Friday, May 29, 2009

SCI FI

I will not lie. I love SCI FI. I think that architects are essentially futurists, as we design for physical space and structure to be built at some point in the future. Check out Daniel Simon.

Or the prolific Ryan Church, whose designs have inspired quite a few films, yet stretch into forecasting future transportation forms.
More by A Brit named Lee Edwards...


Monday, May 25, 2009

Food

I am struck by how great this is: In-City slaughterhouses in NYC. Now how's that for farm-to-table? One looks dinner right in the eye - before dinner. Obviously common practice in other countries, but why not as much in the US? What are the urban ramifications of this use of space? Could we improve upon it, in order for it to become more common with red blooded Americana? Could 21st Century butcher shops include live pens where diners can literally pick their dinner for the night?


Could it be combined with new vertical urban gardens, furthering the Pig City of MVRDV?

- Source information:

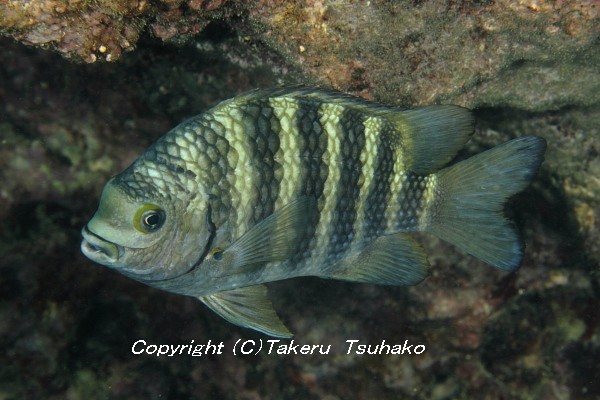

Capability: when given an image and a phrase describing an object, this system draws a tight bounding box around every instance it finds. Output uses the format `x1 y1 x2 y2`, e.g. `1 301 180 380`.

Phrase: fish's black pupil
142 210 164 231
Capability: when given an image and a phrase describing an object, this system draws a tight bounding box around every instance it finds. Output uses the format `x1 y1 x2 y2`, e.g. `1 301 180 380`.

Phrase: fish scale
81 89 545 337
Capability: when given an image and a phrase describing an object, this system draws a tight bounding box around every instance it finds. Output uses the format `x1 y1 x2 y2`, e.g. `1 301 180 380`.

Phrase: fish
81 88 546 338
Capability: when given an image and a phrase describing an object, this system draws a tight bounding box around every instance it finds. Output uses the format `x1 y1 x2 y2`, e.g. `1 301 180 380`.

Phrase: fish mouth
81 225 121 266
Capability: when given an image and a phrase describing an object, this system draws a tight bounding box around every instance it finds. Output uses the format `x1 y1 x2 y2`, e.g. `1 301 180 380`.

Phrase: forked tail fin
426 136 546 271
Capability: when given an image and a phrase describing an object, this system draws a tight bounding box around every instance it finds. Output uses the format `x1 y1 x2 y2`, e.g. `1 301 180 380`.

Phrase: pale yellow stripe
419 174 438 231
354 117 381 243
213 107 258 237
385 135 406 233
269 97 302 210
314 104 344 252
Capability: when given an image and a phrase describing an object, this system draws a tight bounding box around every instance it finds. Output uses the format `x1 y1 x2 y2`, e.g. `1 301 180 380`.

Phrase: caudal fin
426 136 546 271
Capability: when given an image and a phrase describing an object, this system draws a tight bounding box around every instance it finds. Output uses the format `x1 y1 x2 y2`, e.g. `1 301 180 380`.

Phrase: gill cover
88 179 168 249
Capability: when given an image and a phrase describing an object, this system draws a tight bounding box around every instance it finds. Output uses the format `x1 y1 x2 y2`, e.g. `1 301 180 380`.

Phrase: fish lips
81 225 123 267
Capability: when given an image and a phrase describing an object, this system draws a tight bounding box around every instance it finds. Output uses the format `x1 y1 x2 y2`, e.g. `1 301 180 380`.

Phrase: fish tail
425 136 546 271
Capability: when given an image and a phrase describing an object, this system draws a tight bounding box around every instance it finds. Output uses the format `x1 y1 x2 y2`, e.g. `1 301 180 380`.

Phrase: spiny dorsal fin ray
324 233 429 285
198 285 293 338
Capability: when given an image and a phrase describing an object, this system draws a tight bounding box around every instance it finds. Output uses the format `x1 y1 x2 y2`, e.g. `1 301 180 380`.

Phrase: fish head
81 178 211 284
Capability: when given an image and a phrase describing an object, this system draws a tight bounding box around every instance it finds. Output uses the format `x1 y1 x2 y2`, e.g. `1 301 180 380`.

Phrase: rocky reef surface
0 0 600 399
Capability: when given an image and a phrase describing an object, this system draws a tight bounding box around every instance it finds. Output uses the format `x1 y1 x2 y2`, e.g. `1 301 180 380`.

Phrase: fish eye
133 204 166 233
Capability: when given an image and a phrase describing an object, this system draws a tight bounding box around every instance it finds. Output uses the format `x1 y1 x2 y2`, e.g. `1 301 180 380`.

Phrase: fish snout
81 225 120 266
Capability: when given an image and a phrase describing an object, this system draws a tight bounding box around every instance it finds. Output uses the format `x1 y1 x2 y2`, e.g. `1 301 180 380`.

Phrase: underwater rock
0 0 233 63
0 0 600 399
249 0 600 111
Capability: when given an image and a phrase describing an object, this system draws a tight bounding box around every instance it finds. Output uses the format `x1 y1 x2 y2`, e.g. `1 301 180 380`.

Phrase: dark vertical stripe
329 109 365 256
240 99 282 224
294 99 329 261
365 123 396 237
394 171 426 231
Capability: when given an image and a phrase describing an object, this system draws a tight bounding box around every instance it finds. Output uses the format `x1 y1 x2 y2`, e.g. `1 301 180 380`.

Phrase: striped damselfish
81 88 546 337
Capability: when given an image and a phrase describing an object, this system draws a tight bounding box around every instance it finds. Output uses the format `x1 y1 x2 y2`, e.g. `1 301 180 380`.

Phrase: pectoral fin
221 197 317 270
199 285 293 338
327 233 429 285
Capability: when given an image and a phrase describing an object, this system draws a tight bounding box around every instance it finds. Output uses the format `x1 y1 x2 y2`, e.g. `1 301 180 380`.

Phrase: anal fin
326 233 429 285
198 285 293 338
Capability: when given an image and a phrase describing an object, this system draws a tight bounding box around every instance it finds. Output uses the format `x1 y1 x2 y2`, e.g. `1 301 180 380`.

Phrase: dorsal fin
385 105 474 175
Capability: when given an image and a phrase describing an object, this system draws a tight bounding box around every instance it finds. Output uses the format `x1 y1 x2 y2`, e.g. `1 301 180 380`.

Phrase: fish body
81 89 545 337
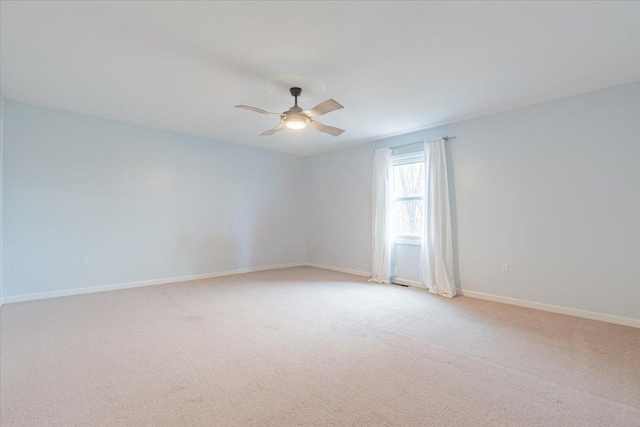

- Work request: Set down word for word the part of the blog posts starting with "I will not lie." and going on through "for the night?". The material can be set aside here.

- Output below:
I will not lie. I love SCI FI. I think that architects are essentially futurists, as we design for physical space and structure to be built at some point in the future. Check out Daniel Simon.

Or the prolific Ryan Church, whose designs have inspired quite a few films, yet stretch into forecasting future transportation forms.
More by A Brit named Lee Edwards...


Monday, May 25, 2009

Food

I am struck by how great this is: In-City slaughterhouses in NYC. Now how's that for farm-to-table? One looks dinner right in the eye - before dinner. Obviously common practice in other countries, but why not as much in the US? What are the urban ramifications of this use of space? Could we improve upon it, in order for it to become more common with red blooded Americana? Could 21st Century butcher shops include live pens where diners can literally pick their dinner for the night?